What the exercise asks ▸ Count the lines of the items below that contain the word "every". Give only that number.

Record excerpts ▸
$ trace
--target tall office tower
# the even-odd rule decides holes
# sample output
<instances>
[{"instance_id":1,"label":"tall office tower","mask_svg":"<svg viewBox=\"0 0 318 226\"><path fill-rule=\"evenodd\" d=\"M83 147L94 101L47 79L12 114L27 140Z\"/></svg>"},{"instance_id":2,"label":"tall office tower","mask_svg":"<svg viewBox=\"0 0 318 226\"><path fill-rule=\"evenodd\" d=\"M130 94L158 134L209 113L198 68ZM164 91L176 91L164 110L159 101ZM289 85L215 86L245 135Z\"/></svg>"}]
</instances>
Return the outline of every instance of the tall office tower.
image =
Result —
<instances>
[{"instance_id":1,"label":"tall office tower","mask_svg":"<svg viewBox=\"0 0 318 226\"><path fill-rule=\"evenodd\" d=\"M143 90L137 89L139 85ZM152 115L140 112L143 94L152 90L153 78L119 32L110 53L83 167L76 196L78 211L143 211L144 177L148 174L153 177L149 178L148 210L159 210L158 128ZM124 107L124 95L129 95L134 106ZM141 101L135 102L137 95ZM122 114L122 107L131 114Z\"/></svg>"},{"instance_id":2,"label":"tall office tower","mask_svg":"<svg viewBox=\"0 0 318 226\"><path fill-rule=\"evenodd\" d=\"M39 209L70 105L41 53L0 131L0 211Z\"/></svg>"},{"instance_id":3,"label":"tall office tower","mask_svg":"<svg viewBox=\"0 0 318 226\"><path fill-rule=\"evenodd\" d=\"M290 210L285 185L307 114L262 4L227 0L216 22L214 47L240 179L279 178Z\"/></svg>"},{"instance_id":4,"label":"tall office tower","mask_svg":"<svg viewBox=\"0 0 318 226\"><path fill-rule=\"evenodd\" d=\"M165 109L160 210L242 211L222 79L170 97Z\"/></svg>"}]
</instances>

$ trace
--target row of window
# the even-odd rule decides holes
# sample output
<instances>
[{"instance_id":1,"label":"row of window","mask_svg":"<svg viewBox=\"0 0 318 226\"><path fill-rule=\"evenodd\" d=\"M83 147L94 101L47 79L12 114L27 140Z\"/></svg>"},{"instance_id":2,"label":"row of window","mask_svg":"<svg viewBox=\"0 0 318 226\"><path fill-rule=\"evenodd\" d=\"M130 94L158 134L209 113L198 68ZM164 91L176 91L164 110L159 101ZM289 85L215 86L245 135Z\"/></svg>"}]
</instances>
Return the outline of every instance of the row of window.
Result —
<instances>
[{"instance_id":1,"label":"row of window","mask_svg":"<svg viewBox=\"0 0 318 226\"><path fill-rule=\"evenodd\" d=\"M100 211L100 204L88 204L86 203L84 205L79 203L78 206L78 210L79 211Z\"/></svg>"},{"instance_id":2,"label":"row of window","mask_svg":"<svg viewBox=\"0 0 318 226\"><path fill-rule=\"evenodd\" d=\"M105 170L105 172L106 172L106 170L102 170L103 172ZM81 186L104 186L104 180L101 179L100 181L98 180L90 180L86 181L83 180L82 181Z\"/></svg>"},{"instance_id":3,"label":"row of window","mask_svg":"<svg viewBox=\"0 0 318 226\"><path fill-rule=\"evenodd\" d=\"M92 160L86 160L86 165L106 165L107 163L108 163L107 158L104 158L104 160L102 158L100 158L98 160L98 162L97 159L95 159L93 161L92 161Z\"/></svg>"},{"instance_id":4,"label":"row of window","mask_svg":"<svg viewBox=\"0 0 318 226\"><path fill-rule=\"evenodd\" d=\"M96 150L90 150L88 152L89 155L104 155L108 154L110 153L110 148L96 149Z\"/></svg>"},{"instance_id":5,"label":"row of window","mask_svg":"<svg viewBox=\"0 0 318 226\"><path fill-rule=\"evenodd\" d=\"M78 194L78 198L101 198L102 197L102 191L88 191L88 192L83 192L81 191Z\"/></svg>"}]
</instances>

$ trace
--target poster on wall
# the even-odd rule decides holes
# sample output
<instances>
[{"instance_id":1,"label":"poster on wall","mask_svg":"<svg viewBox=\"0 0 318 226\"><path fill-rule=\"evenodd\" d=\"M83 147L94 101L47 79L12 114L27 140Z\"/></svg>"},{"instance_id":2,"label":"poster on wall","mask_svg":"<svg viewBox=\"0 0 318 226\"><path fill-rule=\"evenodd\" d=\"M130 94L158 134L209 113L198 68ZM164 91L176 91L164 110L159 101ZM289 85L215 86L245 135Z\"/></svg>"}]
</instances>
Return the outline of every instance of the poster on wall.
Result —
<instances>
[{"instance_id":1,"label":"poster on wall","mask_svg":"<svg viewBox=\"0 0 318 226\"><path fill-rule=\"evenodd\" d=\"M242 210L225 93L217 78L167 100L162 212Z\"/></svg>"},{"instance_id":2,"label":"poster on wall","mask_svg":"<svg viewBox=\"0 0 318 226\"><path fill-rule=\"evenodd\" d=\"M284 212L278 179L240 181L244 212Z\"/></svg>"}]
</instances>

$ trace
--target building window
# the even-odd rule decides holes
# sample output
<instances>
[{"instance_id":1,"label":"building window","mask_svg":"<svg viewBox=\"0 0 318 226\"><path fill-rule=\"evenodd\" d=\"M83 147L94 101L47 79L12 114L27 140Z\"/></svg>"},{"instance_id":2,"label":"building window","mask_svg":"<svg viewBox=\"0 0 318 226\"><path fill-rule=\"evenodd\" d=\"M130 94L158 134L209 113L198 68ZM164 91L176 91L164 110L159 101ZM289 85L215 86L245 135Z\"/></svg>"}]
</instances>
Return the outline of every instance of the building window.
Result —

Worked solution ▸ 4